-- WHAT YOU NEED TO DO --
Rewrite everything from the start of the data down to the line containing "(65, 576), (584, 800)", keeping the requests and shifting each bounding-box coordinate in the answers by -109. Leave the pictures out.

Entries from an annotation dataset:
■ ■ ■ ■ ■
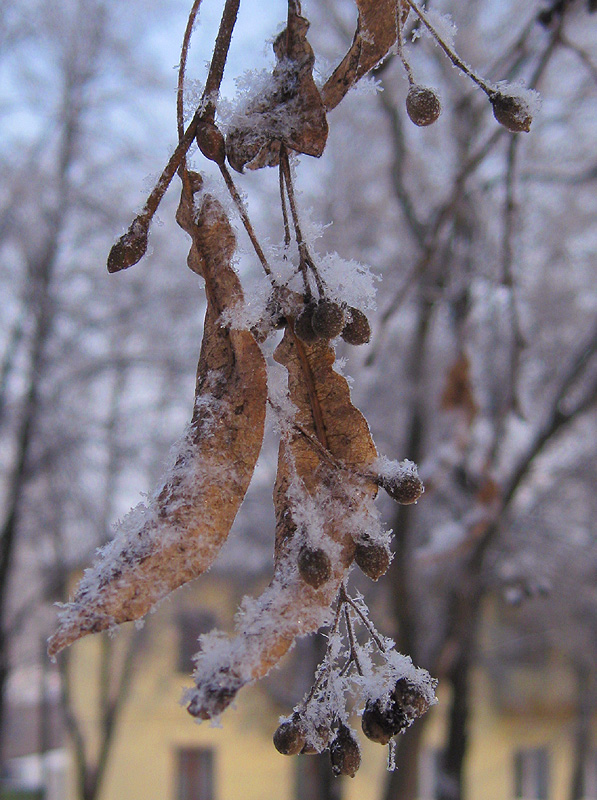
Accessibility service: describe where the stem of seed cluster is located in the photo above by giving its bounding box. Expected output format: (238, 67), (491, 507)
(199, 0), (240, 122)
(278, 159), (290, 248)
(340, 584), (386, 653)
(280, 144), (325, 296)
(218, 164), (272, 278)
(344, 604), (363, 675)
(406, 0), (495, 97)
(396, 2), (415, 86)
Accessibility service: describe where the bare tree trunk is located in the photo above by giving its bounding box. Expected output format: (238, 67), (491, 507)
(570, 664), (595, 800)
(438, 649), (471, 800)
(383, 716), (428, 800)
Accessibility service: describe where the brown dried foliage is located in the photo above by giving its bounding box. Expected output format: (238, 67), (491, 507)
(226, 7), (328, 172)
(49, 186), (267, 655)
(321, 0), (409, 111)
(184, 327), (377, 715)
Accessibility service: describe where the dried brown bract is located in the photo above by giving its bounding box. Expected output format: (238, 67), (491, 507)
(226, 6), (328, 172)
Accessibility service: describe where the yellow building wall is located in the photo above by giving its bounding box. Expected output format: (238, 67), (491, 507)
(65, 576), (584, 800)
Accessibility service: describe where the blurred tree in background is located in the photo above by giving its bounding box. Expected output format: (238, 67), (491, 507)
(0, 0), (597, 800)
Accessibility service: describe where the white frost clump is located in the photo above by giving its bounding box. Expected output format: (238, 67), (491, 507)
(371, 456), (419, 483)
(317, 253), (379, 310)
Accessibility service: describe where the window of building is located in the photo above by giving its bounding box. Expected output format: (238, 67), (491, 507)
(176, 610), (217, 675)
(176, 747), (214, 800)
(417, 747), (442, 800)
(581, 750), (597, 800)
(514, 747), (549, 800)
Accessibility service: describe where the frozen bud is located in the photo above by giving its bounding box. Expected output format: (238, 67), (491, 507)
(187, 667), (243, 719)
(294, 303), (319, 344)
(187, 686), (238, 719)
(312, 297), (344, 339)
(330, 724), (361, 778)
(379, 470), (425, 506)
(361, 700), (399, 744)
(108, 219), (149, 272)
(274, 715), (305, 756)
(298, 544), (332, 589)
(195, 120), (226, 164)
(354, 542), (391, 581)
(406, 85), (442, 128)
(489, 92), (533, 133)
(393, 678), (429, 722)
(342, 306), (371, 345)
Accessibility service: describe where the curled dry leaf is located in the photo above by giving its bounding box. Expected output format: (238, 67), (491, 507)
(186, 327), (377, 718)
(49, 186), (267, 655)
(321, 0), (409, 111)
(226, 11), (328, 172)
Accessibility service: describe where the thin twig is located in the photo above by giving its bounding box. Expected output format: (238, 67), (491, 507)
(340, 584), (386, 653)
(406, 0), (495, 97)
(278, 160), (290, 250)
(176, 0), (201, 140)
(200, 0), (240, 122)
(280, 145), (325, 297)
(344, 604), (363, 675)
(219, 164), (272, 278)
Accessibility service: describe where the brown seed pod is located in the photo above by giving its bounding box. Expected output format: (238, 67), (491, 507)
(274, 715), (305, 756)
(294, 303), (320, 344)
(187, 669), (242, 719)
(392, 678), (429, 722)
(354, 542), (391, 581)
(195, 120), (226, 164)
(298, 544), (332, 589)
(342, 306), (371, 345)
(301, 724), (332, 756)
(361, 700), (398, 744)
(312, 297), (344, 339)
(108, 219), (148, 272)
(330, 724), (361, 778)
(406, 84), (442, 128)
(379, 471), (425, 506)
(489, 92), (533, 133)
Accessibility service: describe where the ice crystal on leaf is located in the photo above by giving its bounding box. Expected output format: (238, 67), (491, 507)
(49, 0), (536, 776)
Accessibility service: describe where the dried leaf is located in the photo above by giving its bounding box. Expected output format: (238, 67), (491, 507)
(49, 188), (267, 655)
(187, 330), (377, 718)
(441, 353), (478, 422)
(226, 8), (328, 172)
(321, 0), (409, 111)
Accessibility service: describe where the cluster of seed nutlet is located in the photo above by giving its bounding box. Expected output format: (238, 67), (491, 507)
(361, 678), (429, 744)
(286, 469), (424, 589)
(273, 587), (434, 778)
(397, 0), (533, 133)
(294, 297), (371, 345)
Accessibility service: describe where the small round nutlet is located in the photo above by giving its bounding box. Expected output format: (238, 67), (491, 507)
(406, 84), (442, 128)
(298, 544), (332, 589)
(342, 306), (371, 345)
(330, 724), (361, 778)
(312, 297), (344, 339)
(108, 220), (148, 272)
(274, 718), (305, 756)
(294, 303), (320, 344)
(361, 700), (396, 744)
(195, 120), (226, 164)
(354, 542), (391, 581)
(489, 92), (533, 133)
(379, 472), (425, 506)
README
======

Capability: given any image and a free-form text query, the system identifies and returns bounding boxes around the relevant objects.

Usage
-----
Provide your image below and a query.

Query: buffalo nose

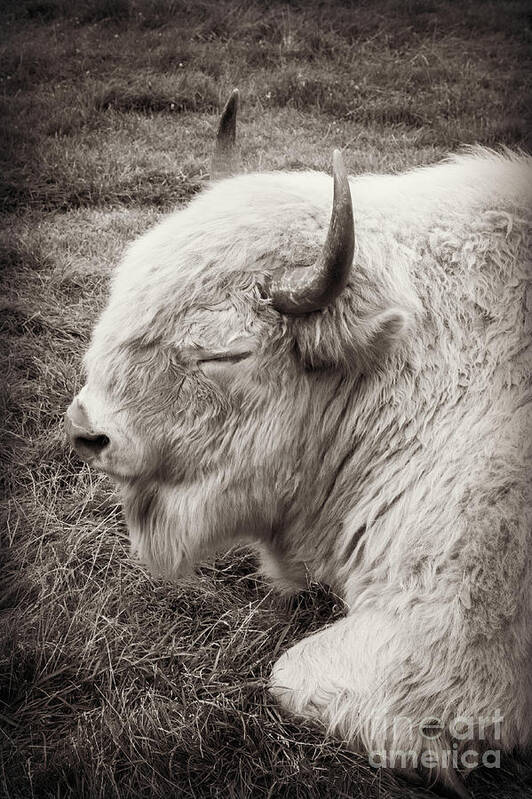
■ ■ ■ ■ ■
-- THE SOLUTION --
Accessibility service: describe where the stem of seed cluster is located in the photo above by giving its bounding box. Expected output format: (238, 67), (491, 507)
(90, -109), (131, 13)
(169, 50), (181, 139)
(231, 475), (277, 544)
(171, 35), (216, 187)
(109, 55), (163, 169)
(235, 495), (254, 566)
(297, -109), (386, -12)
(287, -107), (306, -23)
Accessibility service: describe where the bare tree trunk is located in the photo above by giving its bounding box. Expected output format: (238, 67), (491, 507)
(461, 555), (486, 691)
(329, 540), (362, 691)
(274, 607), (319, 691)
Accessibility service: describe where the brown dried foliage is located in the photo above by giving its bounding box. Expected output format: (238, 67), (491, 507)
(117, -102), (219, 63)
(-60, 77), (158, 546)
(212, -109), (300, 2)
(75, 218), (268, 606)
Accessibility service: describe where the dried brown bract is located in the photo above by giving its bounding box. Expected output format: (238, 67), (491, 507)
(117, -103), (219, 63)
Accessibility service: describe where the yellow building wall is located in the photo above by giving its bounding box. Expected output format: (238, 67), (491, 507)
(-44, 467), (475, 691)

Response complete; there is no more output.